▶ **TEXT SHOWN**:
......

With the resumption of growth, there were hopes that global rebalancing would occur, that
is, that demand in China and East Asia would reorient itself away from exports and
towards domestic consumption while US aggregate demand would shift towards tradable
goods. It was never clear that the first part of the equation would occur, and it’s certainly
clear that the second part is not occurring with sufficient rapidity to make an impact over
the next couple of years.
At this juncture, I think it is useful to recount what our models can tell us. In work with
Barry Eichengreen and Hiro Ito, we have highlighted the fact that given projected growth
rates, and the historical norms that have governed the behaviour of current account
balances over the medium term, a persistence of current account balances can be predicted
(cf. Chinn / Eichengreen / Ito 2011). On the other hand, it is also true that our models have
done a poor job of predicting the level of current account balances for key countries like
the US and China, especially during the 2006–08 period. That is, while budget balances
explain some of the deterioration in the US current account, and the lack of both financial
and institutional development explain some of the surpluses of China, movements of these
factors do not enable us to track external developments in these economies.
In our forensic analysis, we found that the extent of misprediction during the 2006–08
period was well explained by housing price appreciation and private bond market growth
during the preceding 5-year period. In addition, increasing leverage in the household
3 See Chinn and Frieden (2011) for this position.
Financial stability in emerging markets: dealing with global liquidity Ulrich Volz (ed.)
German Development Institute / Deutsches Institut für Entwicklungspolitik (DIE) 9
sector was clearly associated in a subset of countries with a deterioration in current
account imbalances. The unfolding of those trends – particularly in the United States, but
also in the United Kingdom – may very well result in greater current account convergence
than we predict with our statistical model.
For China, since our model is unable to capture the behaviour of Chinese surpluses during
the 2000s, I’m particularly loathe to make predictions based solely on our statistical
model. Suffice it to say that to date we have not seen evidence that the rapid internal
rebalancing of China’s spending patterns is having an effect on substantial shrinkage in
Chinese current account balances.
The two-speed recovery, accentuated
The foregoing analysis was based on medium term-trends and a statistical analysis of
current account balances over the medium term. However, to reach the medium term, one
must first make it through the short term, and this is where the prospects look particularly
unfavourable.

......

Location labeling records

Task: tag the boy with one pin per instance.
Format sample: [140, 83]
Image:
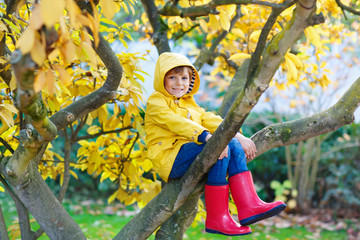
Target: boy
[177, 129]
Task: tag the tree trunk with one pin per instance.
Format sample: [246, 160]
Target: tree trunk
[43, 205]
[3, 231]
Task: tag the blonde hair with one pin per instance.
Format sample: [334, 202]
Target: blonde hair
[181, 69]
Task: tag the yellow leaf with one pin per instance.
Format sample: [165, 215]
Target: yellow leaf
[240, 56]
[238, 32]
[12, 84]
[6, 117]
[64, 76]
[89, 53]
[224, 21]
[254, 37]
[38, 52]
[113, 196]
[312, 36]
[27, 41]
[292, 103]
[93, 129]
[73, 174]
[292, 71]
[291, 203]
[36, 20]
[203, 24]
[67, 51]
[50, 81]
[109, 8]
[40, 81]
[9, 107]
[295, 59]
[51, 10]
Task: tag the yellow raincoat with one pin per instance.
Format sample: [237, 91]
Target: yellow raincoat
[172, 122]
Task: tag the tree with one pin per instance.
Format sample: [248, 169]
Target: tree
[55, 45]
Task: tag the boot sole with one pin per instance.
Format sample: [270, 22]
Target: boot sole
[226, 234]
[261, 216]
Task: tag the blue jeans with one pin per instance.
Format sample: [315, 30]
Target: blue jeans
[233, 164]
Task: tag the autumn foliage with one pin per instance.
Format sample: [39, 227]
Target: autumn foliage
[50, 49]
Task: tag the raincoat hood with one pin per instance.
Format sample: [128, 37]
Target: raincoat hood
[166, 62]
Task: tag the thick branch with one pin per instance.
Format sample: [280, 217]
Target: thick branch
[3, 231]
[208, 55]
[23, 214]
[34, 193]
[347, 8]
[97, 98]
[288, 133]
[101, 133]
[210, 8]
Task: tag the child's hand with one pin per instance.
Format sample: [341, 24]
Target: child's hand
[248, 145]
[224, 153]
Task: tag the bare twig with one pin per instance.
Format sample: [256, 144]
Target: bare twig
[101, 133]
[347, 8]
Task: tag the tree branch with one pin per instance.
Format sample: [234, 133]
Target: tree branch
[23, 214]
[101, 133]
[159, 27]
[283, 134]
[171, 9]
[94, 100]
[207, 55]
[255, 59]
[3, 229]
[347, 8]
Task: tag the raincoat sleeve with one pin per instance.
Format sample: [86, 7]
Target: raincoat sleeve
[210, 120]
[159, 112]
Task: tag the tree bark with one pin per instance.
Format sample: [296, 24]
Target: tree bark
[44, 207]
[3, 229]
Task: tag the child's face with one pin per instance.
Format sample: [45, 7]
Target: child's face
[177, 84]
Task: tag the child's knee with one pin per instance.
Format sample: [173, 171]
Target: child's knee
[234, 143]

......

▶ **DIRECTIONS FOR THIS TASK**: Can you go on with the passage about global current account rebalancing, starting after its final sentence? This material was taken from a separate source.

▶ **ANSWER FOR THIS EXERCISE**:
The two-speed recovery – fast growth in the emerging markets coupled with a halting
recovery in the advanced countries – has become almost a cliché. That being said, recent
events, including the rapidly escalating level of uncertainty, coupled with an observable
slowdown in GDP growth in advanced countries (and Europe in particular) have served to
accentuate this situation. To the extent that US growth slows or goes negative, that would
certainly effect a short-term decrease in the US current account deficit. However, a
downturn would definitely complicate rebalancing in the advanced countries, including
structural adjustments of labour and pension policies, as well as fiscal consolidation in the
United States.
Would the emerging market economies escape from a shock to advanced economies?
There is a widely held view that the developing world has “decoupled” from the advanced
economies. I think it is important to distinguish between secular and cyclical decoupling.
While trend growth in the emerging markets seem to have split away from trends in
advanced economies, it is not clear that the same is true for the business cycle. In
particular, considering the extent to which trade flows collapsed during the 2008–09
global recession, I think it would be foolhardy to assert that emerging market growth
would be largely unaffected.
What can policy do?
There are several policy sets that we can consider. While it is always good to consider the
scope of policy coordination, I will organise my discussion with the assumption that the
policies are undertaken largely in an independent fashion.
For the sake of argument, I will concede to the political constraints that largely take
further expansionary fiscal policy off the table in the advanced economies. However, I do
retain hope that the current levels of fiscal stimulus will be somewhat maintained.
In the advanced countries, a looser monetary policy is urgently needed. Attempts to reduce
the debt burden in the U.S. – to deleverage – have not had much impact. Although private
Financial stability in emerging markets: dealing with global liquidity Ulrich Volz (ed.)
10 German Development Institute / Deutsches Institut für Entwicklungspolitik (DIE)
sector debt seems to be declining as a share of income, much of the decline is the result of
defaults rather than an actual paying down of private debt. We are in fact less than
halfway through the deleveraging process, which typically takes six to seven years. Only
if nominal GDP grows more rapidly than nominal debt will the debt burden shrink, and we
have not yet started that process. Additional measures are urgently needed if we are not to
suffer through stagnant growth for years – if not relapse into recession.
Ken Rogoff, the well-known proponent of conservative central banking, has recently
suggested “trying to achieve some modest deleveraging through moderate inflation of,
say, 4 to 6 per cent for several years” (Rogoff 2011).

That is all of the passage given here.